Texto para leitura
Wanderley Guilherme dos Santos: Plebiscito com temas da direita é desolador
Vestais da esquerda saíram do armário com suas túnicas
udenistas e se abraçam à direita no ataque a algumas das instituições
democráticas vigentes. Sempre estiveram juntas nesse assalto, parceria
obscurecida pela discordância entre elas sobre políticas sociais. O
coração reacionário dessa cumplicidade pulsa na aceitação de que os
políticos que consideram desmoralizados e sem credibilidade são
exatamente os mesmos, esses que estão aí, aos quais entregam a
responsabilidade para elaborar uma proposta de reforma em que todos os
itens sugeridos, até agora, castram avanços pretéritos da sociedade.
Propostas de substituição do sistema proporcional são
comuns à direita e à esquerda desde a publicação da Constituição de 88.
Voto majoritário puro ou misto e voto em lista, para não mencionar a
abolição do voto obrigatório, são variantes nascidas no coração do
reacionarismo nacional, em São Paulo, e em parte adotado pelo Partido
dos Trabalhadores e até por centrais sindicais. Estas, contagiadas pela
vizinhança dos Jardins, retratavam Getulio Vargas como um caudilho
maligno e nunca perceberam, por exemplo, que o imposto sindical
garantiu, fundamentalmente, o financiamento privado da participação
política dos trabalhadores. Privado, isto é, por eles mesmos. Hoje
defendem o financiamento público das campanhas alheias e recusam o
financiamento privado, restrito a pessoas físicas e com limite de
contribuição, enquanto os conservadores especulam com a possibilidade de
que contribuições de qualquer natureza só possam ser concedidas a
partidos, administradas por seus dirigentes, não a candidatos
individuais.
Propostas de substituição do sistema proporcional são comuns à direita e à esquerda desde 88
Eis as fantásticas rupturas democratizantes
alegremente saudadas pelas babás (leia-se “analistas”) dos filhotes dos
filhotes da ditadura. Nunca a esquerda nocauteada admitiu tão
completamente a sedução ideológica da direita contra o poder do voto
popular. Pedir de nariz arrebitado um plebiscito para aprovar opções
elaboradas pela direita é apenas desolador.

Entradas fornecidas

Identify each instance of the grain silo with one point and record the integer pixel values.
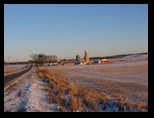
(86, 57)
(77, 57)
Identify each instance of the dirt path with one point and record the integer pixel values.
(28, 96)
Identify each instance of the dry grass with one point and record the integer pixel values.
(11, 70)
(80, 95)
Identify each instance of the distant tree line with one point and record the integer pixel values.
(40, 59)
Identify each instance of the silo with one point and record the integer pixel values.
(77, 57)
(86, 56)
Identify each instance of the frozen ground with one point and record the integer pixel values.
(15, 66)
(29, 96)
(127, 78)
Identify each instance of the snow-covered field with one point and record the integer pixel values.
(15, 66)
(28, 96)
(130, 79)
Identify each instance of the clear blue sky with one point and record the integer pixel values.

...

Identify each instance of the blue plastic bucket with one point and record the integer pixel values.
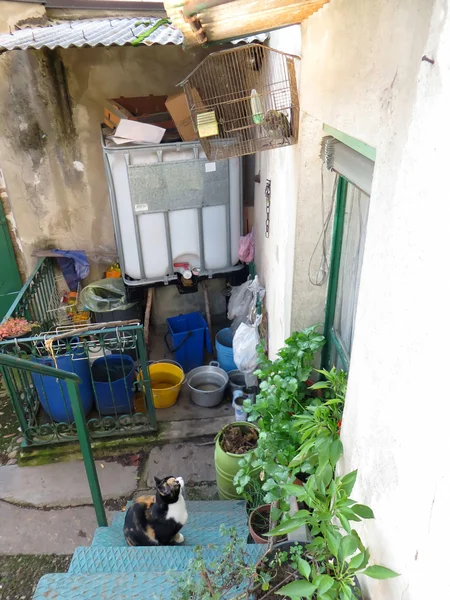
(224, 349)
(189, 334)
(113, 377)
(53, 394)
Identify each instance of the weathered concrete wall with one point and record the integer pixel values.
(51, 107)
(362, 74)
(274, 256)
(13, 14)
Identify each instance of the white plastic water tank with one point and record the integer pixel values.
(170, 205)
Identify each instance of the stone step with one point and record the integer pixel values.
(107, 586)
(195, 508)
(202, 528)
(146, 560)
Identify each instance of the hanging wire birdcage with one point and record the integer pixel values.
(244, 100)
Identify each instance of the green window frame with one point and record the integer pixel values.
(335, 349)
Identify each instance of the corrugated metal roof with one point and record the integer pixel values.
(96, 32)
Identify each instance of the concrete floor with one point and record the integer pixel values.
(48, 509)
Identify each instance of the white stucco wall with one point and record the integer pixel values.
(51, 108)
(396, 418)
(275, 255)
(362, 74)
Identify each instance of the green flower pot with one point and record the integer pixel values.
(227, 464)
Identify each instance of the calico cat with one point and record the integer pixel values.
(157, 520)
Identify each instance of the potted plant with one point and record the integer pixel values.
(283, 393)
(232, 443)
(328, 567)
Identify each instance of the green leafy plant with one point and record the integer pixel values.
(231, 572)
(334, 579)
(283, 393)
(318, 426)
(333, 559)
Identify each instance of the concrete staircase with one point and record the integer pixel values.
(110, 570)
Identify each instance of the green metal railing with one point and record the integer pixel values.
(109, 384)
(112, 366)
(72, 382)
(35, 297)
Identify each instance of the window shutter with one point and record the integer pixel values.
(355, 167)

==

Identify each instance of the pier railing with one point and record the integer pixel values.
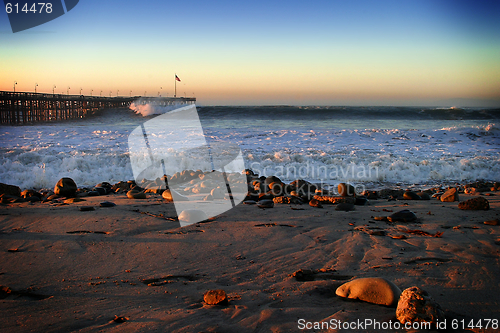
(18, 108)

O que fazer
• A. As afirmações a seguir estão de acordo com o artigo sobre o plebiscito? Responda sim ou não a cada uma e cite literalmente as palavras do artigo que decidem a resposta. (i) Propostas de substituição do sistema proporcional só passaram a ser defendidas pela esquerda há pouco tempo. (ii) O imposto sindical garantiu o financiamento privado da participação política dos trabalhadores. (iii) Os conservadores cogitam que contribuições possam ser concedidas diretamente a candidatos individuais.
• B. Extraia do artigo sobre o plebiscito, sem nenhuma alteração, o trecho que vai de "Wanderley Guilherme dos" até "Constituição de 88.", inclusive.
As entradas não são necessárias aqui.

As soluções
• A.
(i) Não: "comuns à direita e à esquerda desde a publicação da Constituição de 88".
(ii) Sim: "o imposto sindical garantiu, fundamentalmente, o financiamento privado da participação política dos trabalhadores".
(iii) Não: "só possam ser concedidas a partidos, administradas por seus dirigentes, não a candidatos individuais".

• B.
Wanderley Guilherme dos Santos: Plebiscito com temas da direita é desolador
Vestais da esquerda saíram do armário com suas túnicas
udenistas e se abraçam à direita no ataque a algumas das instituições
democráticas vigentes. Sempre estiveram juntas nesse assalto, parceria
obscurecida pela discordância entre elas sobre políticas sociais. O
coração reacionário dessa cumplicidade pulsa na aceitação de que os
políticos que consideram desmoralizados e sem credibilidade são
exatamente os mesmos, esses que estão aí, aos quais entregam a
responsabilidade para elaborar uma proposta de reforma em que todos os
itens sugeridos, até agora, castram avanços pretéritos da sociedade.
Propostas de substituição do sistema proporcional são
comuns à direita e à esquerda desde a publicação da Constituição de 88.